Task item A: Summarize the forum post on weighted least squares in two sentences.

Extract to read:

Questions on weighted least squares

View: New views
3 Messages — Rating Filter:   Alert me  

Questions on weighted least squares

by Zhang Yanwei - Princeton-MRAm :: Rate this Message:

Reply to Author | View Threaded | Show Only this Message

Hi all,
 I met with a problem about the weighted least square regression.
 1. I simulated a Normal vector (sim1) with mean 425906 and standard deviation 40000.
 2. I simulated a second Normal vector with conditional mean b1*sim1, where b1 is just a number I specified, and variance proportional to sim1. Precisely, the standard deviation is sqrt(sim1)*50.
 3. Then I run a WLS regression without the intercept term with "weights" equal to  sqrt(sim1)*50. I wonder whether I should specify the weights in this way so that each observation will have equal variance 1.

Task item B: Reproduce the stretch of the records from their start through the line containing "positive clicks: (199, 853)", with both ends included.

Records excerpted from a collection:
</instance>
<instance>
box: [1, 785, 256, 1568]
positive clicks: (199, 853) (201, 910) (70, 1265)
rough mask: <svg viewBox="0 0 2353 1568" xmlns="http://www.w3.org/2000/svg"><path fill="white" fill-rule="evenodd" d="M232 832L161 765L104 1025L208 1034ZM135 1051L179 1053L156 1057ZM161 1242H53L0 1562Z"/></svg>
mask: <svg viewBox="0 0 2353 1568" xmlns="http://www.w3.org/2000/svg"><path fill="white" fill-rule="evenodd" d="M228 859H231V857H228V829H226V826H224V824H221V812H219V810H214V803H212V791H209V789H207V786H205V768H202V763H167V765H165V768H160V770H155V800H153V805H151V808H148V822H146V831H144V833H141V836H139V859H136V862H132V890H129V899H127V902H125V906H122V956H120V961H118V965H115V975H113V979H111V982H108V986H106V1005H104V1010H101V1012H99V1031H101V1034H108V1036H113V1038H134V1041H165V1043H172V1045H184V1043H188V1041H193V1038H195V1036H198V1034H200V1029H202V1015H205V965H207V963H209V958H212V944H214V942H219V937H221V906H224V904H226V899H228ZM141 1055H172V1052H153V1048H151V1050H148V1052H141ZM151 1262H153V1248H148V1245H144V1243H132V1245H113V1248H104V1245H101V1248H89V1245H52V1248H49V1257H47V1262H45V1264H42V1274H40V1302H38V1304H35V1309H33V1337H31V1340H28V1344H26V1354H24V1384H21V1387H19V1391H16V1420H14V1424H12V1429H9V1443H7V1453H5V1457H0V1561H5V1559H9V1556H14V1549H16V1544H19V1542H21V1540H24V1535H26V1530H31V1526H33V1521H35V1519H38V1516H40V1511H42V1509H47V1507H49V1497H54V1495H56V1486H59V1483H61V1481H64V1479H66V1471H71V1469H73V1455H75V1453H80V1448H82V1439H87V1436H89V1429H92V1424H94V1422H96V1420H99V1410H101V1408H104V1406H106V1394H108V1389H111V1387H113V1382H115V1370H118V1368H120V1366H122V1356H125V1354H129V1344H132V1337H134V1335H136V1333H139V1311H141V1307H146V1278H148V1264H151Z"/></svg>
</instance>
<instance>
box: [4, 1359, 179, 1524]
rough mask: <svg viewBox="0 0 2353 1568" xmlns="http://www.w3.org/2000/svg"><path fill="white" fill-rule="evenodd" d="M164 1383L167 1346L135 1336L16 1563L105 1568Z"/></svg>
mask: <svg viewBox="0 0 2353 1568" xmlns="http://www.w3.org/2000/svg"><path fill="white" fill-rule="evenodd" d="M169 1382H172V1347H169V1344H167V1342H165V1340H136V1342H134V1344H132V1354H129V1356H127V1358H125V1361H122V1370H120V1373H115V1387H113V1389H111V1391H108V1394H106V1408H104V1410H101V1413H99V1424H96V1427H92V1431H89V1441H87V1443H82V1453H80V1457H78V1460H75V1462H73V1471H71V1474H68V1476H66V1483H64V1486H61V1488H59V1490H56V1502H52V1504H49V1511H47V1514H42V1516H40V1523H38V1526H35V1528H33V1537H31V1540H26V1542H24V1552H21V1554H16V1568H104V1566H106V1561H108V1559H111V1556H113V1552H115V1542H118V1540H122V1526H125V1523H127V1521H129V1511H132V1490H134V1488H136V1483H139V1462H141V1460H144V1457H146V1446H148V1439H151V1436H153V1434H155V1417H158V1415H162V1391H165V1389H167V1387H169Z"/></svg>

Exercise output A: A poster simulated a Normal vector with mean 425906 and standard deviation 40000, then a second Normal vector with conditional mean b1*sim1 and standard deviation sqrt(sim1)*50. The poster then ran a WLS regression without an intercept, using weights equal to sqrt(sim1)*50, and asks whether specifying the weights this way gives each observation equal variance 1.

Exercise output B:
</instance>
<instance>
box: [1, 785, 256, 1568]
positive clicks: (199, 853) (201, 910) (70, 1265)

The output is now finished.